Confirmation Bias (Bestätigungsfehler)
Menschen neigen dazu, Informationen bevorzugt wahrzunehmen, auszuwählen und zu interpretieren, die ihre bestehenden Überzeugungen oder Annahmen bestätigen, während sie widersprüchliche Hinweise ignorieren oder abwerten.
Durch den fehlenden Austausch mit anderen verengt sich der Denkraum. Entscheidungen werden dadurch limitierter, unterkomplexer und in Drucksituationen besonders anfällig für Impulsivität. Die Einsamkeit an der Spitze verstärkt sich, wenn keine vertrauensvolle Möglichkeit zur Reflexion besteht.
Wer alles allein bewältigt, riskiert innere Erschöpfung, vermeidet wichtige Entscheidungen oder kompensiert durch aktionistisches Verhalten. Ohne kritisches Feedback verfestigen sich zudem Routinen und Automatismen, die nicht mehr auf ihre Wirksamkeit hinterfragt werden.
Auch die Gefahr der Selbstüberschätzung steigt: Wer keine qualifizierte Rückmeldung erhält, neigt verstärkt dazu, seine eigene Urteilsfähigkeit zu überschätzen – insbesondere im Rahmen des Overconfidence Bias.
Overconfidence Bias (Selbstüberschätzungsfehler)
Der Begriff beschreibt die Tendenz, die eigenen Fähigkeiten, das eigene Wissen oder die Entscheidungsfähigkeit systematisch zu überschätzen. Menschen sind häufig unverhältnismäßig überzeugt davon, richtig zu liegen oder Situationen kontrollieren zu können, selbst wenn objektive Daten und Fakten dagegen sprechen.
Hinzu kommt ein Mangel an emotionaler Entlastung: Zweifel und Unsicherheiten unausgesprochen mit sich herumzutragen, erhöht den psychischen Druck, verstärkt Stress und schwächt langfristig die eigene Resilienz.
Das eigene Führungsteam hilft auch nicht immer
Auch wenn der fachliche Austausch im eigenen Führungsteam für Geschäftsführer unverzichtbar ist, entstehen subtile, aber potenziell gravierende Probleme, wenn sie sich ausschließlich auf diesen verlassen. Diese Einschränkung betrifft sowohl die Qualität von Entscheidungen als auch die langfristige Wirksamkeit der eigenen Führung.

* [AUFGABE UND ANFORDERUNGEN]
Führe den Text über Denkfehler und Isolation in der Geschäftsführung im Anschluss an seinen letzten Satz weiter.

* [DATENBEREICH]
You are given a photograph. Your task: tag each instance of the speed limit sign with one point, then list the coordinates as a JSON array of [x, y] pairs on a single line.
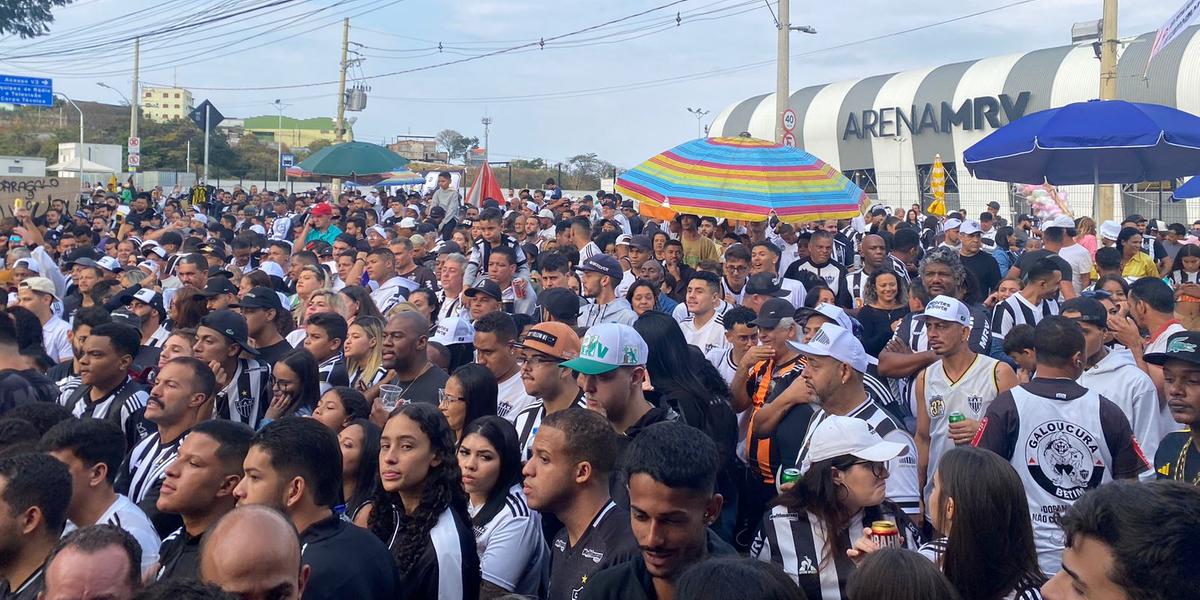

* [ERWARTETE ANTWORT]
In eingespielten Teams entwickelt sich häufig ein impliziter Konsens. Abweichende Meinungen werden seltener geäußert, kritische Stimmen verstummen. So kann es zu einseitigen oder unausgereiften Entscheidungen kommen, ohne dass dies sofort erkennbar wird. Zusätzlich wirken in Führungsteams unausgesprochene Hierarchien, Loyalitäten oder strategische Eigeninteressen. Diese Dynamiken führen dazu, dass nicht alles ausgesprochen wird, was gedacht wird – vor allem nicht gegenüber dem CEO.
Der Team-Austausch bleibt so häufig auf die fachliche Ebene beschränkt. Persönliche Perspektiven, mentale Modelle oder blinde Flecken werden kaum thematisiert, obwohl sie für fundierte Entscheidungen essenziell wären.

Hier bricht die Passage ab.